SHORT PROBLEM » Render the material as a numbered list, from its first line through the line with "133,297,198,366", including both, and skip any blank lines.

Items from a data source
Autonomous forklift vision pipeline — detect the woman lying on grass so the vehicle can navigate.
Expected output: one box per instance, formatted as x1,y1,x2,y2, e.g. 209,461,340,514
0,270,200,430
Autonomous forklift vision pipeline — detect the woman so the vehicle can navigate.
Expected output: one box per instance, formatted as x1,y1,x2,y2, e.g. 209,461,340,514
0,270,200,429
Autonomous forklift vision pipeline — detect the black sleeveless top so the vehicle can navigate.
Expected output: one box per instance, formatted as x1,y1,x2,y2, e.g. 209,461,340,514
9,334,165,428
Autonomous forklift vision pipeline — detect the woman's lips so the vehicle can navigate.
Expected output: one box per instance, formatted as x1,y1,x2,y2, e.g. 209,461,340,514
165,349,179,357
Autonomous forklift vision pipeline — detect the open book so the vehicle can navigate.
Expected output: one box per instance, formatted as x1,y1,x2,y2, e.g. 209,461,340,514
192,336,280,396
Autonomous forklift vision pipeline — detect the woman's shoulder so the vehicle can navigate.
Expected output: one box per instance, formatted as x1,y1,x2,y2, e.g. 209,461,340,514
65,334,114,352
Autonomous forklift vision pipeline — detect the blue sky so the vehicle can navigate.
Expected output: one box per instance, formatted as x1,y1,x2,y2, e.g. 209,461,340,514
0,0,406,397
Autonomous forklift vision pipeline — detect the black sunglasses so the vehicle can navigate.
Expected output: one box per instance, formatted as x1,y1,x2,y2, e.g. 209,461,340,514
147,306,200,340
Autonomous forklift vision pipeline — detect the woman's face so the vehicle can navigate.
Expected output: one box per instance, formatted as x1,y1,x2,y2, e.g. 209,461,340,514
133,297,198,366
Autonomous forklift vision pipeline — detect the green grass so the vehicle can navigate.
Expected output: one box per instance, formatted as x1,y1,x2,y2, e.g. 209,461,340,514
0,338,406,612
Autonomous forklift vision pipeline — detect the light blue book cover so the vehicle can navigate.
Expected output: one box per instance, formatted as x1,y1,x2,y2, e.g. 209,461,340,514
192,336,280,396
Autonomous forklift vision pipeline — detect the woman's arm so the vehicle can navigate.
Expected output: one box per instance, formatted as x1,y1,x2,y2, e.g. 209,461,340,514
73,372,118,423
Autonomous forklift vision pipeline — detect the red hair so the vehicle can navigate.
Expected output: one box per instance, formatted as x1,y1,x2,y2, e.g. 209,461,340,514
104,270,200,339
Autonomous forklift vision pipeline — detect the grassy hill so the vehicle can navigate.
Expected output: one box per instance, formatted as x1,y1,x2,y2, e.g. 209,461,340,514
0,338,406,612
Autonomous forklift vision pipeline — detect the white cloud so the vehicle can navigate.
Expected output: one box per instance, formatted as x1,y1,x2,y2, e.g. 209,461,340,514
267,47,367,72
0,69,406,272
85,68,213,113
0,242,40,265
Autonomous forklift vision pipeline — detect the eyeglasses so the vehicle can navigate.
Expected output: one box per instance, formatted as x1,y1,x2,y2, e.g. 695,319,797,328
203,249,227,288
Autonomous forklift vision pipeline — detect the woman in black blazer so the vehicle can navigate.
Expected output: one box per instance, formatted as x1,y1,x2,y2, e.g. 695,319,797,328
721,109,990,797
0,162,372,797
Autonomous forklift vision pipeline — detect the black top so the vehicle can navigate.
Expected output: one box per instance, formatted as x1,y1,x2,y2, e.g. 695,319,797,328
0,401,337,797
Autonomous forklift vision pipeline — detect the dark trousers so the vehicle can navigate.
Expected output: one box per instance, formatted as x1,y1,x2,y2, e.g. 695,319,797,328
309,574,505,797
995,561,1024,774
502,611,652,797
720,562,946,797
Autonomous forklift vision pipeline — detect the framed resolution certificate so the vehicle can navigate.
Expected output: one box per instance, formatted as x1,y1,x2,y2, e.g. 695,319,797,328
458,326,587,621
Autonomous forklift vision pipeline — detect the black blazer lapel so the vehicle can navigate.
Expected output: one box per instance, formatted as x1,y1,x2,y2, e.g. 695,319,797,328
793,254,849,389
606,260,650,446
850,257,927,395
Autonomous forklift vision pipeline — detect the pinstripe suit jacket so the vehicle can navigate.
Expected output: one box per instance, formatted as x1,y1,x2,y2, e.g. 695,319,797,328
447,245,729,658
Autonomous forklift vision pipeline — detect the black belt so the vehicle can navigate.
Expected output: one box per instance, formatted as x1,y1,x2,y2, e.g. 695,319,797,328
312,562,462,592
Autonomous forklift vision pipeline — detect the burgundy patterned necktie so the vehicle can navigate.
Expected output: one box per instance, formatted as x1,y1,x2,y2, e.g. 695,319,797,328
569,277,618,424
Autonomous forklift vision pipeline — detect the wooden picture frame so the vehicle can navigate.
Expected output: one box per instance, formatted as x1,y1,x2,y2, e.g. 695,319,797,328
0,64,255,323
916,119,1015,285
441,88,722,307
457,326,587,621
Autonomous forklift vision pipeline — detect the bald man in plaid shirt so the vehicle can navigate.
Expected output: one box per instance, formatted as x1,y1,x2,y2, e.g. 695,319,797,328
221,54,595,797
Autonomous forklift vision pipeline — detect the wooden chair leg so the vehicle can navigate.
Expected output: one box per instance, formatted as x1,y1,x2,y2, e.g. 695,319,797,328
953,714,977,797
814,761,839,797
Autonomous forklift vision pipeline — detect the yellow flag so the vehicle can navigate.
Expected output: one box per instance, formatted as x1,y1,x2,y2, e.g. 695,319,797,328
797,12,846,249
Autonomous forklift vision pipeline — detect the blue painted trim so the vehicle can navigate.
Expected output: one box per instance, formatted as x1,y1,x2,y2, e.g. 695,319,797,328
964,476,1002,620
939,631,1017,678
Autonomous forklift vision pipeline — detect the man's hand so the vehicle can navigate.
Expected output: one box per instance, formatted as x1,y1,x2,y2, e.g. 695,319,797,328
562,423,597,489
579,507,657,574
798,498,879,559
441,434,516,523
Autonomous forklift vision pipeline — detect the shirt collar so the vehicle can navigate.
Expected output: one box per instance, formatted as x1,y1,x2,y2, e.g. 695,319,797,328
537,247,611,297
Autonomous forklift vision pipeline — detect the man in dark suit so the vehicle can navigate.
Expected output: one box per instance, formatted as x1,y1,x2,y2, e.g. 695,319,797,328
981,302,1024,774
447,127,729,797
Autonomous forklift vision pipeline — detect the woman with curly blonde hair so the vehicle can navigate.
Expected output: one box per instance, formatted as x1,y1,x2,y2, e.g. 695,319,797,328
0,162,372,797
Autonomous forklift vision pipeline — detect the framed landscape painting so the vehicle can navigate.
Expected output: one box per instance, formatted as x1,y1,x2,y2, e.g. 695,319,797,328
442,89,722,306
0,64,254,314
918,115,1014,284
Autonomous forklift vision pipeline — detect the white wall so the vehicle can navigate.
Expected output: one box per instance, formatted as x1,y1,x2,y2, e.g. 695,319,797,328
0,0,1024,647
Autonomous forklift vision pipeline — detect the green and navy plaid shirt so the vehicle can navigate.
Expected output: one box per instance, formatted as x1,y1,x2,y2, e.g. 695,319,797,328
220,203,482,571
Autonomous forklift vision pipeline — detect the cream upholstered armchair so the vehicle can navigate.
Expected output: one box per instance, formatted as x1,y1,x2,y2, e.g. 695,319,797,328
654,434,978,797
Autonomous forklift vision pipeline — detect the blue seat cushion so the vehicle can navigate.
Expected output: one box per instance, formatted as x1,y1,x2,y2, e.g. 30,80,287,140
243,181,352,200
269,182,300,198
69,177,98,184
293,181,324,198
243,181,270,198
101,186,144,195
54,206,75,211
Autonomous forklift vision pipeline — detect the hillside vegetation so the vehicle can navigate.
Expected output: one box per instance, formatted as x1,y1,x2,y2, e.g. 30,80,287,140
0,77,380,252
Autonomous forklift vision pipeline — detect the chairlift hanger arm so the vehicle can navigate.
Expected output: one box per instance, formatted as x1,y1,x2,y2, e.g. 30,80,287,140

RESPONSE TO THE TASK »
1. Autonomous forklift vision pipeline — detect the woman lying on grass so the vehicle can navigate.
2. Expected output: one box per instance, formatted as x1,y1,x2,y2, e.g. 209,461,340,514
3. 0,270,200,430
4. Autonomous forklift vision pipeline — detect the woman so the vehicle can navigate.
5. Expected output: one box per instance, formatted as x1,y1,x2,y2, e.g. 209,461,340,514
6. 0,270,200,429
7. Autonomous forklift vision pipeline — detect the black sleeveless top so the vehicle can navigate.
8. Expected output: one box per instance, formatted as x1,y1,x2,y2, e.g. 209,461,340,514
9. 9,334,165,428
10. Autonomous forklift vision pipeline — detect the woman's lips so the vehicle can navigate.
11. Expected output: one box per instance, formatted as x1,y1,x2,y2, e.g. 209,461,340,514
12. 165,349,179,357
13. Autonomous forklift vision pipeline — detect the open book so the vehicle can navigate.
14. Expected output: one box per instance, formatted as x1,y1,x2,y2, e.g. 209,461,340,514
15. 192,336,280,396
16. Autonomous forklift vision pipeline — detect the woman's shoulder so the vehicle can navigate.
17. Expected output: one box per instance, formatted as x1,y1,x2,y2, e.g. 209,461,340,514
18. 65,334,114,352
19. Autonomous forklift vision pipeline — detect the blue sky so the vehicle can navigate.
20. Expected output: one box per instance, formatted as x1,y1,x2,y2, e.g. 209,461,340,514
21. 0,0,406,397
22. Autonomous forklift vision pipeline — detect the black sunglasses so the vehicle can navigate.
23. Expected output: one box per instance, formatted as x1,y1,x2,y2, e.g. 209,461,340,514
24. 147,306,200,340
25. Autonomous forklift vision pipeline — detect the woman's face so the vehicle can navigate.
26. Expected output: one box per instance, formatted as x1,y1,x2,y2, e.g. 209,461,340,514
27. 133,297,198,366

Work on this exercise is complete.